• [Dataset content]
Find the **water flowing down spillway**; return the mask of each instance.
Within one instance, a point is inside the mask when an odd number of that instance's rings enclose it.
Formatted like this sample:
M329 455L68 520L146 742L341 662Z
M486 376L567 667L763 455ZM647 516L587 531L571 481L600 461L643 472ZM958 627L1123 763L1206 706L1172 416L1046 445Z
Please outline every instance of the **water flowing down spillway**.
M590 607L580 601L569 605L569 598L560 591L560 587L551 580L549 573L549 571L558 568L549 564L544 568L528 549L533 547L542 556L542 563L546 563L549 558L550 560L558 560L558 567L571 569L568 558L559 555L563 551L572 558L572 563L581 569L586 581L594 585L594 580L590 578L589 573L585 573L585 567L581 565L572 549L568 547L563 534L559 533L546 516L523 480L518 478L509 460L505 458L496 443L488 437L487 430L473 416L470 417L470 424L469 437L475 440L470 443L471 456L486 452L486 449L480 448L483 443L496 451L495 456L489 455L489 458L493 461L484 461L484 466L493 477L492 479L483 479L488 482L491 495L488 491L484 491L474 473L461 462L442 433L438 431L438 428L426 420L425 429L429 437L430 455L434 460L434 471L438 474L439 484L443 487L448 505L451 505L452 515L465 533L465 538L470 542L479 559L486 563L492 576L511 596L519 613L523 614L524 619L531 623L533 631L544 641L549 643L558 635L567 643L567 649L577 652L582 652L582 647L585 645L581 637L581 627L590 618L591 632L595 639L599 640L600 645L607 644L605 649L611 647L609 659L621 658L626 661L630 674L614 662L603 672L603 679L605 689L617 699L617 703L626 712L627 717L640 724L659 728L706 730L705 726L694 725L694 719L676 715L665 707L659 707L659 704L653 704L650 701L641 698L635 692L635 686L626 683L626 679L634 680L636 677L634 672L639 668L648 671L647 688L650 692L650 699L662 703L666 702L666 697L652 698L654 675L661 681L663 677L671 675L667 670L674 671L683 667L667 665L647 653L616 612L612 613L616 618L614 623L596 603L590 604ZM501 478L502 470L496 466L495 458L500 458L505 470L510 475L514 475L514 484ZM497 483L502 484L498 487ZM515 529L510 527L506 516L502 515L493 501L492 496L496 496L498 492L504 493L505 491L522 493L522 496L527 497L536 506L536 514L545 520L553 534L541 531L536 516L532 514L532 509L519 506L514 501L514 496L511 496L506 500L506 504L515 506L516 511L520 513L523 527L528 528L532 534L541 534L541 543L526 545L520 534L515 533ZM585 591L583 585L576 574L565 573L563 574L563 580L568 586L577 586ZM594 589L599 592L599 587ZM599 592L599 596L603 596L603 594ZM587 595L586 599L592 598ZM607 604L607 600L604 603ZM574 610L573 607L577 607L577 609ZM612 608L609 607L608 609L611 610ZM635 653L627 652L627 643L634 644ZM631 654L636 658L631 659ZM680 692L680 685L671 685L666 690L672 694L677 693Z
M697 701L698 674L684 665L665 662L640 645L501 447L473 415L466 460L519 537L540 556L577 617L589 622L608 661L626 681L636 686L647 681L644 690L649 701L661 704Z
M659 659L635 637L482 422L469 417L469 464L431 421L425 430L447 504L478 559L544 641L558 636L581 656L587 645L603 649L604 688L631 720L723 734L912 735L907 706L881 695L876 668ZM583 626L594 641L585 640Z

• [Prompt] Quote each of the rows above verbatim, with no alterations.

• [Result below]
Find the **water flowing down spillway**; return the mask of each instance.
Within one instance, a point is inside the mask when an odd number of that instance's rings enclose it.
Formatted like this sample:
M329 455L68 520L146 742L341 662Z
M486 376L567 667L763 455ZM647 516L587 531L571 481L600 461L643 472ZM958 627L1123 763L1206 706L1172 416L1046 445Z
Please outline every instance of the **water flowing down spillway**.
M590 607L580 601L569 605L569 598L560 591L560 587L551 580L549 573L549 571L558 568L549 564L544 568L528 549L533 547L542 556L542 563L546 563L549 558L550 560L558 560L558 567L571 569L568 558L559 555L563 551L572 558L572 563L581 569L586 581L594 585L594 580L590 578L589 573L585 573L585 567L581 565L572 549L568 547L563 534L559 533L546 516L523 480L518 478L509 460L505 458L496 443L488 437L487 430L473 416L470 417L470 424L469 437L475 440L470 443L471 456L486 452L486 449L480 448L483 443L496 451L495 456L489 455L489 458L493 461L484 461L484 466L493 477L492 479L483 479L488 482L491 495L488 491L484 491L474 473L461 462L442 433L438 431L438 428L426 420L425 429L429 437L430 455L434 460L434 471L438 474L439 484L443 487L448 505L451 505L452 515L465 533L465 538L470 542L479 559L486 563L492 576L511 596L519 613L523 614L524 619L531 623L533 631L544 641L549 643L558 635L567 643L567 649L577 652L582 652L582 647L585 645L581 637L581 627L590 618L591 632L595 639L599 640L600 645L607 644L605 649L611 647L609 659L621 658L626 661L630 674L614 662L603 672L603 679L605 689L617 699L617 703L626 712L627 717L640 724L659 728L706 730L705 726L694 725L694 719L676 715L665 707L659 707L659 704L653 704L650 701L641 698L635 692L635 686L626 683L626 679L634 680L636 677L634 672L639 668L648 671L647 688L650 692L650 699L662 703L666 702L666 697L652 698L654 675L661 681L663 677L671 675L667 670L674 671L683 667L667 665L647 653L616 612L612 613L616 618L614 623L596 603L590 604ZM501 478L502 470L496 466L495 458L500 458L505 470L510 475L514 475L514 484ZM497 483L502 484L498 487ZM515 529L510 527L506 516L502 515L493 501L492 496L496 496L498 492L504 493L505 491L522 493L522 496L527 497L536 506L536 514L545 520L553 534L541 531L536 516L532 514L532 509L519 506L514 501L514 496L511 496L506 500L506 504L515 506L516 511L520 513L523 527L528 528L532 534L541 534L541 543L526 545L520 534L515 533ZM585 591L583 585L576 574L565 573L563 574L563 580L568 586L577 586ZM594 589L599 592L599 587ZM599 592L599 596L603 596L603 594ZM587 595L586 599L592 598ZM607 604L607 600L604 603ZM574 610L573 607L577 607L577 609ZM612 608L609 607L608 609L611 610ZM635 653L627 652L627 643L634 644ZM631 654L636 658L631 659ZM680 692L680 685L671 685L666 690L672 694L677 693Z
M697 701L698 674L684 665L665 662L640 645L501 447L473 415L466 460L519 537L540 556L577 617L589 622L608 661L626 681L636 686L647 681L644 690L649 701L661 704Z
M659 659L635 637L482 422L469 417L469 464L431 421L425 430L447 504L478 559L544 641L558 636L581 656L587 645L603 649L604 688L631 720L723 734L912 735L907 706L881 695L876 668ZM583 626L594 641L585 640Z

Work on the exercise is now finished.